## [Extract to read]
○ ○ ○
Two Cases in Need of User-Defined Conversions

This section presents two typical examples that call for the implementation of user-defined conversions.

In the first scenario, we attempt to assign a variable called simpleTimeSeconds of type uint to an object of the user-defined TimeSpan class, presented in the previous section:

 class TimeSpan {     private uint totalSeconds;     ... } ... class TimeSpanTest {     public static void Main()     {         ...         uint simpleTimeSeconds = 30;         TimeSpan myTime;         myTime = simpleTimeSeconds; }     ... } 

However the line:

 myTime = simpleTimeSeconds; 

is invalid because the compiler does not know how to convert a value of type uint to a value of type TimeSpan.

To us humans an obvious conversion would be to assign the value of simpleTimeSeconds to myTime's totalSeconds, but the compiler does not (yet) show many signs of artificial intelligence, and cannot possibly know how to perform this conversion. Later you will see how the compiler can be instructed to perform the needed conversion by including a user defined implicit conversion in TimeSpan.
○ ○ ○
## [Dataset entries]
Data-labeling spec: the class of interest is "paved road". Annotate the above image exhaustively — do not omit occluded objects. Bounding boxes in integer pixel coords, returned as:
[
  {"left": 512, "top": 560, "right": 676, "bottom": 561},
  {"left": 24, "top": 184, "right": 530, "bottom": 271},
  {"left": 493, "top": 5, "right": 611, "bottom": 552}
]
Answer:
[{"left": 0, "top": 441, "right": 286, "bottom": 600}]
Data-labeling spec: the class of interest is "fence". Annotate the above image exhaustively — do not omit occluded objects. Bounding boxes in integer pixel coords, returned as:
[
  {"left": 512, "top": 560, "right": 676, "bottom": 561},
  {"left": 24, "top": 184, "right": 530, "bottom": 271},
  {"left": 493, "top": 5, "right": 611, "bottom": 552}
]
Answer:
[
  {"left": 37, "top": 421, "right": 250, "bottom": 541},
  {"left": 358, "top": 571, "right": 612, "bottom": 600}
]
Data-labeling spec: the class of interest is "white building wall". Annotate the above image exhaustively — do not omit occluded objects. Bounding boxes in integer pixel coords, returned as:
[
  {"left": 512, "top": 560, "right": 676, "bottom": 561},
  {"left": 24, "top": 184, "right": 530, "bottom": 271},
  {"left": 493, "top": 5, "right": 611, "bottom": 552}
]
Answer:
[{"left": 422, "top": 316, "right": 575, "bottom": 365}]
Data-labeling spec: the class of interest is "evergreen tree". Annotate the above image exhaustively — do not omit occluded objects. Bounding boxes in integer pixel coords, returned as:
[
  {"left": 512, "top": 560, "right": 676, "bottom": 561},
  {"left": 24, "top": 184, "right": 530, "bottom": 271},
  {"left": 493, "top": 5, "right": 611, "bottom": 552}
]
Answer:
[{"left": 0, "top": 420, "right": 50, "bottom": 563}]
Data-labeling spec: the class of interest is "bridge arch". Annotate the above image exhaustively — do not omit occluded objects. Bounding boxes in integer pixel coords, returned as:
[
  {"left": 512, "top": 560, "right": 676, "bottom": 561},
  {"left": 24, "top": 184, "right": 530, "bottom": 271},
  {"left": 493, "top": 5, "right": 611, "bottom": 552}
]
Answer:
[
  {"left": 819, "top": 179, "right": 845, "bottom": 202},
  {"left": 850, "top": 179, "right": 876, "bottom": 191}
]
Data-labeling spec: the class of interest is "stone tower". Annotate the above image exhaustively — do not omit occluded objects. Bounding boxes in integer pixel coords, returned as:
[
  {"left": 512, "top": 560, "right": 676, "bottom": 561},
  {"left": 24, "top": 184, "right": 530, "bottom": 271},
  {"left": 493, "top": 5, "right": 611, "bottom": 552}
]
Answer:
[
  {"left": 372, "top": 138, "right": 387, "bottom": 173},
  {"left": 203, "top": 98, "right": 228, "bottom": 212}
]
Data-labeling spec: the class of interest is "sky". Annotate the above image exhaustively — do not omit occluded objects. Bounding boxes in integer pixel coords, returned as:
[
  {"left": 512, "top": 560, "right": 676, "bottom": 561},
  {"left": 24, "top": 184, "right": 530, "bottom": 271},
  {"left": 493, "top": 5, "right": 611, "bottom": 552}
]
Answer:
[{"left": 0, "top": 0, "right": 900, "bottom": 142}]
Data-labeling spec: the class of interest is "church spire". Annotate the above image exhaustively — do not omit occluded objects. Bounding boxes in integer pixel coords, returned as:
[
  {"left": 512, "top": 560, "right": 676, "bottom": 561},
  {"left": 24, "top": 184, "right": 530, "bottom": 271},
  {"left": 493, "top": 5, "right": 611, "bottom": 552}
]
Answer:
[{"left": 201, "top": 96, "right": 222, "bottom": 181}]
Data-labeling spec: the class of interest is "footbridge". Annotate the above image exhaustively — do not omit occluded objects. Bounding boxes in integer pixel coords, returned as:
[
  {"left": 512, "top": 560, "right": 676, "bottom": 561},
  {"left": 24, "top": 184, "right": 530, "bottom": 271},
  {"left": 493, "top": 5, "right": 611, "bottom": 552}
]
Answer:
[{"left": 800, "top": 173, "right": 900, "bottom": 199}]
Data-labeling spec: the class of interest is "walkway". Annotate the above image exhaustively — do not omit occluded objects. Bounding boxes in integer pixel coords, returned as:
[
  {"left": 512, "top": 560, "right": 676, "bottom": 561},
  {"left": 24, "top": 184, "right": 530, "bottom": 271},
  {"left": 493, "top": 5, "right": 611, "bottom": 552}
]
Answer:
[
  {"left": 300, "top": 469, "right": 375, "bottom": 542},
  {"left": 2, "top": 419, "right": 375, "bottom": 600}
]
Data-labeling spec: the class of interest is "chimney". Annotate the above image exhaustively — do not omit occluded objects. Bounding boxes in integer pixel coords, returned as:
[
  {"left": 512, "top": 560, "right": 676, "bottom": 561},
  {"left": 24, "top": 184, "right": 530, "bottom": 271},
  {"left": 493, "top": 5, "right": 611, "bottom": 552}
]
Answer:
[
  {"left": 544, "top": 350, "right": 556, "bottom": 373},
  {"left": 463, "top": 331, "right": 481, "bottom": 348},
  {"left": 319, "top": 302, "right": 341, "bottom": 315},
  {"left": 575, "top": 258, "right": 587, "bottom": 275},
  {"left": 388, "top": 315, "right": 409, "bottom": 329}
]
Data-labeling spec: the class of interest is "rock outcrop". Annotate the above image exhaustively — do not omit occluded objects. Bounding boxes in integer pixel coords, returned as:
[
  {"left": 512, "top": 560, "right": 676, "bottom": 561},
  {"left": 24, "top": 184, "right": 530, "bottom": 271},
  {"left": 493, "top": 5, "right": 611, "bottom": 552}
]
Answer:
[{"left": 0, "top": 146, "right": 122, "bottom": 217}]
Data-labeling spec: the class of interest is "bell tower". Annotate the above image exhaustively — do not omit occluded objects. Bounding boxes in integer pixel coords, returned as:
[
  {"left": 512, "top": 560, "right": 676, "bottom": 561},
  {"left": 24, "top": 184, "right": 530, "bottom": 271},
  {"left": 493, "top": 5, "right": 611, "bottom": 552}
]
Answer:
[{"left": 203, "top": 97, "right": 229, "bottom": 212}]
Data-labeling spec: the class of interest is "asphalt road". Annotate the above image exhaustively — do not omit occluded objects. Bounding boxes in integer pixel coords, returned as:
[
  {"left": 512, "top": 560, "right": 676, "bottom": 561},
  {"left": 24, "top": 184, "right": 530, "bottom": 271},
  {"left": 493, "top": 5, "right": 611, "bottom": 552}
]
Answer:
○ ○ ○
## [Your objective]
Pick up the excerpt on user-defined conversions after its final sentence and continue writing it. The records are separate material, unrelated to the text.

## [The output]
The compiler also faces a problem if we try to convert from one user-defined object to another user-defined object. The next example illustrates this.

We are writing a computer program for the space shuttle that will bring us to planet Blipos. Among other things, the program manipulates times on Earth along with times on Blipos. According to Chapter 6, a day on planet Blipos consists of 65535 minutes, a minute is 256 seconds, and a second is exactly the same duration as a second here on Earth. The differences between time measuring on Earth and Blipos prompts us to include two classes called BliposTimeSpan and EarthTimeSpan to represent time spans on Blipos and Earth, respectively. (The EarthTimeSpan is similar to the TimeSpan class previously presented in Listing 14.7). Both time span classes represent a time span internally with an instance variable called totalSeconds, which is of the same type uint, as illustrated in the next code snippet.


graphics/14infig03.gif

However, the last line cannot be performed without any rules for how to convert from one object type to another. In a moment, we will look at how this problem can be solved by specifying a user-defined conversion.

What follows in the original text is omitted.